He now has less than a year to enjoy the spectacular view from his office window; next year corporate rules mean that he “becomes too senile” and must retire to spend more time with his rocks.

He’s looking forward to it. “The thing I really enjoyed the most was being a field geologist,” he says. Unsurprisingly, he has quite a pedigree and worked as a PhD student in the US with Harry Hess, one of the founding fathers of plate tectonics – the discovery that the continents slowly drift around the globe like oversized jigsaw pieces.

“When I got to Princeton and started my work there I began to see all sorts of things which I’d never dreamt of and got a glimpse of this revolution which at that time was just about to happen,” he says. The idea was heresy to some – when a South African colleague discussed continental drift in a term paper: “The professor who examined the paper returned it ungraded saying ‘this is a course in science not science fiction’.”

# Goal
Quote the stretch of the geologist profile from "He’s looking forward" through "oversized jigsaw pieces.".

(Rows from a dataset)
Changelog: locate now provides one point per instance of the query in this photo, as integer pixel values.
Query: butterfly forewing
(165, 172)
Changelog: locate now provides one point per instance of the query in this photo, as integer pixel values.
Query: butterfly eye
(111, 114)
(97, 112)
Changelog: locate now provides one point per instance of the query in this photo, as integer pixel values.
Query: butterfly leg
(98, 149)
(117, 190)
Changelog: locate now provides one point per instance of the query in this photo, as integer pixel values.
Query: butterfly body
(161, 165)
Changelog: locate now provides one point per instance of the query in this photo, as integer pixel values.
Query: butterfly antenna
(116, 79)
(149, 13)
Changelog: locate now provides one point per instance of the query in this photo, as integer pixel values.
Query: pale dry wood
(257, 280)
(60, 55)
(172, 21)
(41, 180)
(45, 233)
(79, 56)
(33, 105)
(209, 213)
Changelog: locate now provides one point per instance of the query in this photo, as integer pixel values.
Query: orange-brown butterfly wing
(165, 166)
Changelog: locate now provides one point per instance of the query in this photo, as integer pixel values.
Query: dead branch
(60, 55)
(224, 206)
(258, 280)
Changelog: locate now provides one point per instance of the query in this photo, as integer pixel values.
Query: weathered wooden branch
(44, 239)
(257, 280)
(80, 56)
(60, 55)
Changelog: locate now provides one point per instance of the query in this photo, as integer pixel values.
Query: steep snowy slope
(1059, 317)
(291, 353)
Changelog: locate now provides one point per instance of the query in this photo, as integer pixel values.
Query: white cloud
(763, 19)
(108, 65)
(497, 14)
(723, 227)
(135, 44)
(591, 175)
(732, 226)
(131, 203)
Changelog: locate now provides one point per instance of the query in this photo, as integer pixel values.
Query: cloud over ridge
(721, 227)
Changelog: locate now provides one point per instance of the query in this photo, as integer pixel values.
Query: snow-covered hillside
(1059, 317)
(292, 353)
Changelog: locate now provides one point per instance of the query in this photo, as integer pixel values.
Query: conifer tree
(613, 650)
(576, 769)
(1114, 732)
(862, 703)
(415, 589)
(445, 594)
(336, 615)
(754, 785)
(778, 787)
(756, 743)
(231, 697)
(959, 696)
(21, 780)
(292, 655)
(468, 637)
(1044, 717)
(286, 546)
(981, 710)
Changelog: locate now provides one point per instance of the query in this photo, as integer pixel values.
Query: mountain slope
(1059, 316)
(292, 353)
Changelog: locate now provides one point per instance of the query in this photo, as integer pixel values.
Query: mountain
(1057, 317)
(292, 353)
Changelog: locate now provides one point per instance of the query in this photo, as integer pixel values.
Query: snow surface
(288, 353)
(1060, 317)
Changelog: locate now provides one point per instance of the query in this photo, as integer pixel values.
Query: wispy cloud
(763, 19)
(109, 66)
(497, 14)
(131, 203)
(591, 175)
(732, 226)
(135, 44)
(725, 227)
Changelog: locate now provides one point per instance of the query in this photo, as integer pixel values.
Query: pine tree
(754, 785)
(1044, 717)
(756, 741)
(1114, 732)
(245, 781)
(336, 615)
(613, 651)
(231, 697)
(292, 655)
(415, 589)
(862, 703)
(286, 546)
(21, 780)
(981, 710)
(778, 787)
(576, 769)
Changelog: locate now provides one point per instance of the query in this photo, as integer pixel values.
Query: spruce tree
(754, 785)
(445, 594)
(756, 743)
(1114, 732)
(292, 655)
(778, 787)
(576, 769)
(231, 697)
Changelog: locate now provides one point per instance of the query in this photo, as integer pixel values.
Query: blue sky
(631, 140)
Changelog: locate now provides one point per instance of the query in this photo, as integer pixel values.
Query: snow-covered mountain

# Full solution
He’s looking forward to it. “The thing I really enjoyed the most was being a field geologist,” he says. Unsurprisingly, he has quite a pedigree and worked as a PhD student in the US with Harry Hess, one of the founding fathers of plate tectonics – the discovery that the continents slowly drift around the globe like oversized jigsaw pieces.